>> Start Extract to read

Faculty survey reveals conservatives not seen as a 'positive fit' Faculty survey reveals conservatives not seen as a 'positive fit'

A faculty survey released last week shows “few faculty indicated a conservative would fit well in their department.” Only 20% of respondents signaled that a conservative would be a “positive fit,” while 71% said a liberal would fit well.

The Foundation for Individual Rights and Expression survey also shows that academics are nearly four times more likely to self-censor than they were during the height of the McCarthyism era, and conservatives are three times more likely to report self-censorship than their liberal peers.

“The McCarthy era is considered a low point in the history of American academic freedom with witch hunts, loyalty tests, and blacklisting in universities across the country,” Nathan Honeycutt, FIRE’s manager of polling and analytics, said in the report. “That today’s scholars feel less free to speak their minds than in the 1950s is a blistering indictment of the current state of academic freedom and discourse.”

Fifty-five percent of conservative faculty members reported hiding their views “in order to keep their jobs,” compared to just 17% of liberal faculty.

>> End Extract to read
>> Start Dataset excerpts

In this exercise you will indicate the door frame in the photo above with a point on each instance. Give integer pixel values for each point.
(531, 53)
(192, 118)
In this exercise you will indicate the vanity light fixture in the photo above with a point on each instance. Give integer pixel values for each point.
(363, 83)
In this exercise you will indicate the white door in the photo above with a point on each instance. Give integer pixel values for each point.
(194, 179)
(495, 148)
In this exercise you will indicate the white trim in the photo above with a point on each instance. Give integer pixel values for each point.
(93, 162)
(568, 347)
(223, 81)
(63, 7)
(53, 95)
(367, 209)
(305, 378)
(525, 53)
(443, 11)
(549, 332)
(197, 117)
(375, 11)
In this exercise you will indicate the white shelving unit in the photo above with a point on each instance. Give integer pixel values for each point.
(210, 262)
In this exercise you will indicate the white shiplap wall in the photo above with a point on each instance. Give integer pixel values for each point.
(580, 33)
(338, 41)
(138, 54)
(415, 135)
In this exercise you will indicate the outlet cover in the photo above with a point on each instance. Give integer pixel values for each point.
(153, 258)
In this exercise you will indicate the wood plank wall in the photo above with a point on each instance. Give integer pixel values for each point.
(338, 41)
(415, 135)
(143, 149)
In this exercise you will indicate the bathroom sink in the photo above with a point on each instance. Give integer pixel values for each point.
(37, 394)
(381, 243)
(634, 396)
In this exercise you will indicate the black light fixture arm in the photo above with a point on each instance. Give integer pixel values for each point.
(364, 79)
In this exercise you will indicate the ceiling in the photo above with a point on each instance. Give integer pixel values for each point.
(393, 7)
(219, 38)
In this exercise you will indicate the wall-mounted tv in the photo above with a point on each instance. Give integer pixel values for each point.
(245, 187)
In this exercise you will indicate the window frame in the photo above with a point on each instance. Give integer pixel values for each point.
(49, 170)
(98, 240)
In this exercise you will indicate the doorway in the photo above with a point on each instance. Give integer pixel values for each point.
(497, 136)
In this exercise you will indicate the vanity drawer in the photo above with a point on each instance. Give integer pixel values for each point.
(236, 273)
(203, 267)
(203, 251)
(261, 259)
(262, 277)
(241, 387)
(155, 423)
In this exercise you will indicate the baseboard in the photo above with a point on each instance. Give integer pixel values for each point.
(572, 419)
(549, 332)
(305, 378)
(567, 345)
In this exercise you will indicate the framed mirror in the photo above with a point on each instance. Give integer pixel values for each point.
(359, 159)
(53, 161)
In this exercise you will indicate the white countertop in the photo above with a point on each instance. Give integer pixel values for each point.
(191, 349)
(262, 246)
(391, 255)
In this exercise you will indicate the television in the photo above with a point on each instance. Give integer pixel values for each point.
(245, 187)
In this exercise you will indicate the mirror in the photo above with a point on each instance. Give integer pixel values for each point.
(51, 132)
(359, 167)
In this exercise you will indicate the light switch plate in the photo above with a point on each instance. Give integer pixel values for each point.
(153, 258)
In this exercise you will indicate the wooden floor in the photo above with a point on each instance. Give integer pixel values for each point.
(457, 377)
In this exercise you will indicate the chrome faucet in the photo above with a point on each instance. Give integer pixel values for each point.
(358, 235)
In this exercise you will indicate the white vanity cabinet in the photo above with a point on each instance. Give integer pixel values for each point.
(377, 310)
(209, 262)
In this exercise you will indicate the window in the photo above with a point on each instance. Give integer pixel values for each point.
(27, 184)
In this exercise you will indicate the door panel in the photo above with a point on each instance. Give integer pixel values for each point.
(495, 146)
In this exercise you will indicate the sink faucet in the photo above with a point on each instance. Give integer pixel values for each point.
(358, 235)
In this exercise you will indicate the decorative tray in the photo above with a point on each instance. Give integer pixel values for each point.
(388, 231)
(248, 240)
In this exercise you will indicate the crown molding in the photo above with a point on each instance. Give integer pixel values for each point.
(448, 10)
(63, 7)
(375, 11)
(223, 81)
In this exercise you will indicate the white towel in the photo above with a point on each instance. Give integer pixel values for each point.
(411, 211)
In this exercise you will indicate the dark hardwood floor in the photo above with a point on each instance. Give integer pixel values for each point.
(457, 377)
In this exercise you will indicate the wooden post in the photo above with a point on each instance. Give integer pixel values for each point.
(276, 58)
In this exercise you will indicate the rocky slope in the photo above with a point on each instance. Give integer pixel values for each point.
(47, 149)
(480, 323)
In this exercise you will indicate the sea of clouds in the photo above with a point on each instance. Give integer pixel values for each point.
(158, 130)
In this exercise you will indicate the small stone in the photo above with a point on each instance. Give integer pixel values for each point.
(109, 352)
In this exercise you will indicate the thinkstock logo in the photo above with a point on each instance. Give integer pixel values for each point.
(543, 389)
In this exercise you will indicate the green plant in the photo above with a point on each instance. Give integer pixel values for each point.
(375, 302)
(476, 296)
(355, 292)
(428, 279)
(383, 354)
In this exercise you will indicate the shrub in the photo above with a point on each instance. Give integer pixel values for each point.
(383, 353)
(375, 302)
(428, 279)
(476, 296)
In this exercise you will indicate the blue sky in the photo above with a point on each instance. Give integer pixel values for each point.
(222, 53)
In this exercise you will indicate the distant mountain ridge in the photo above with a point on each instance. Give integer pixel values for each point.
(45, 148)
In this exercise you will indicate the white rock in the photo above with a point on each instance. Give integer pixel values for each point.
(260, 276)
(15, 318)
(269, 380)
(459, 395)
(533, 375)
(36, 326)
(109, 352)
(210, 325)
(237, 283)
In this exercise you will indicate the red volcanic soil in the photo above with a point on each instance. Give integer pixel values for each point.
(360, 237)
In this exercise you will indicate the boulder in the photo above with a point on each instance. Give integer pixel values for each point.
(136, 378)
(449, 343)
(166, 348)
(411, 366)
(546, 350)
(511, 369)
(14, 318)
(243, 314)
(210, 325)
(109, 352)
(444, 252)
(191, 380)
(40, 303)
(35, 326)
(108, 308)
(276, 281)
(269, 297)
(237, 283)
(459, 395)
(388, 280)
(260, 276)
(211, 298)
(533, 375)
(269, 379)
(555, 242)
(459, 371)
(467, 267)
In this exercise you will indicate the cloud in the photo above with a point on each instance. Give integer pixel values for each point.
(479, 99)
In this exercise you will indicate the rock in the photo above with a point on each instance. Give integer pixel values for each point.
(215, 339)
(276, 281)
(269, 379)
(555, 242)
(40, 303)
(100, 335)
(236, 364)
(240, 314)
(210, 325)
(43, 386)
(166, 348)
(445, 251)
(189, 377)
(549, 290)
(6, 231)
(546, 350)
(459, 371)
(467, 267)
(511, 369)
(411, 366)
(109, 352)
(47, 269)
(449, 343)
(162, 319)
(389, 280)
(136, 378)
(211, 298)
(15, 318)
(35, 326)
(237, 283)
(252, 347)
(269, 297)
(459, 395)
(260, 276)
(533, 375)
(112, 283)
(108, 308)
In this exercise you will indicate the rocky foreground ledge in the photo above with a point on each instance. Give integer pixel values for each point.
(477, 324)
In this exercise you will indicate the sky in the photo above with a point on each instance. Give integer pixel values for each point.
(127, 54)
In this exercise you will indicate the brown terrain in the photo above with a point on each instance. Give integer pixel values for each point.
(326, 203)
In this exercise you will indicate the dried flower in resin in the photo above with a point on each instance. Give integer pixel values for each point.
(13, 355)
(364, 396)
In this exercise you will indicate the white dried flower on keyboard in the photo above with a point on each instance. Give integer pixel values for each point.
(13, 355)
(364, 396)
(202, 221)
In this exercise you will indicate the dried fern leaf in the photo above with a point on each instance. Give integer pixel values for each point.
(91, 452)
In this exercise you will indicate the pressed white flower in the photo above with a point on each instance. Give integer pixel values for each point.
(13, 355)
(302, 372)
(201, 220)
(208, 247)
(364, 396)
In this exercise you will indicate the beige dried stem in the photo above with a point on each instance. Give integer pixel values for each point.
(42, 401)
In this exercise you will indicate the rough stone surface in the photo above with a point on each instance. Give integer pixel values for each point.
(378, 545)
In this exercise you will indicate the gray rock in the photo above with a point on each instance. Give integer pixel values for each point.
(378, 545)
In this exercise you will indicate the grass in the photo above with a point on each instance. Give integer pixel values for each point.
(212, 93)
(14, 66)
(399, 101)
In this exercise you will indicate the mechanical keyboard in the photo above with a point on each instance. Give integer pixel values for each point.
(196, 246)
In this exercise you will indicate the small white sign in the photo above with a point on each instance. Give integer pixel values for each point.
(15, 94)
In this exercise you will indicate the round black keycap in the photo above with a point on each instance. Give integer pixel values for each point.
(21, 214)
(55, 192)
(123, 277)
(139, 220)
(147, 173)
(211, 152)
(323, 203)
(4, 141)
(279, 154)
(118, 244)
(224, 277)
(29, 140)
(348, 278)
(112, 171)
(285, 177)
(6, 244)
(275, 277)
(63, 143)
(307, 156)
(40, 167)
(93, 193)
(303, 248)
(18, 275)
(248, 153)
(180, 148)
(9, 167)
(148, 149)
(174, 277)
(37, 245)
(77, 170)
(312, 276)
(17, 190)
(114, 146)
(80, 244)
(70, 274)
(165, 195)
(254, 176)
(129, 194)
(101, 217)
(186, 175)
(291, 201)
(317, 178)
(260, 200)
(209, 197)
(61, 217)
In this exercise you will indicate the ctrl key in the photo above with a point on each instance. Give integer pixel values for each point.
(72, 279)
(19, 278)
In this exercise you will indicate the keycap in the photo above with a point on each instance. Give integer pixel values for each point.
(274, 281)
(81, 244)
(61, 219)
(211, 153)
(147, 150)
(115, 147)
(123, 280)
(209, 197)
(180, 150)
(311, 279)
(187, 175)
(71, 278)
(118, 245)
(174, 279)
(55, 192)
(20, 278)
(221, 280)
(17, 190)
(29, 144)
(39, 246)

>> End Dataset excerpts

Problem requirements -> Reproduce the faculty survey passage word for word, from start to finish. Work only from the faculty survey passage, not the records.

Task answer ->
Faculty survey reveals conservatives not seen as a 'positive fit' Faculty survey reveals conservatives not seen as a 'positive fit'

A faculty survey released last week shows “few faculty indicated a conservative would fit well in their department.” Only 20% of respondents signaled that a conservative would be a “positive fit,” while 71% said a liberal would fit well.

The Foundation for Individual Rights and Expression survey also shows that academics are nearly four times more likely to self-censor than they were during the height of the McCarthyism era, and conservatives are three times more likely to report self-censorship than their liberal peers.

“The McCarthy era is considered a low point in the history of American academic freedom with witch hunts, loyalty tests, and blacklisting in universities across the country,” Nathan Honeycutt, FIRE’s manager of polling and analytics, said in the report. “That today’s scholars feel less free to speak their minds than in the 1950s is a blistering indictment of the current state of academic freedom and discourse.”

Fifty-five percent of conservative faculty members reported hiding their views “in order to keep their jobs,” compared to just 17% of liberal faculty.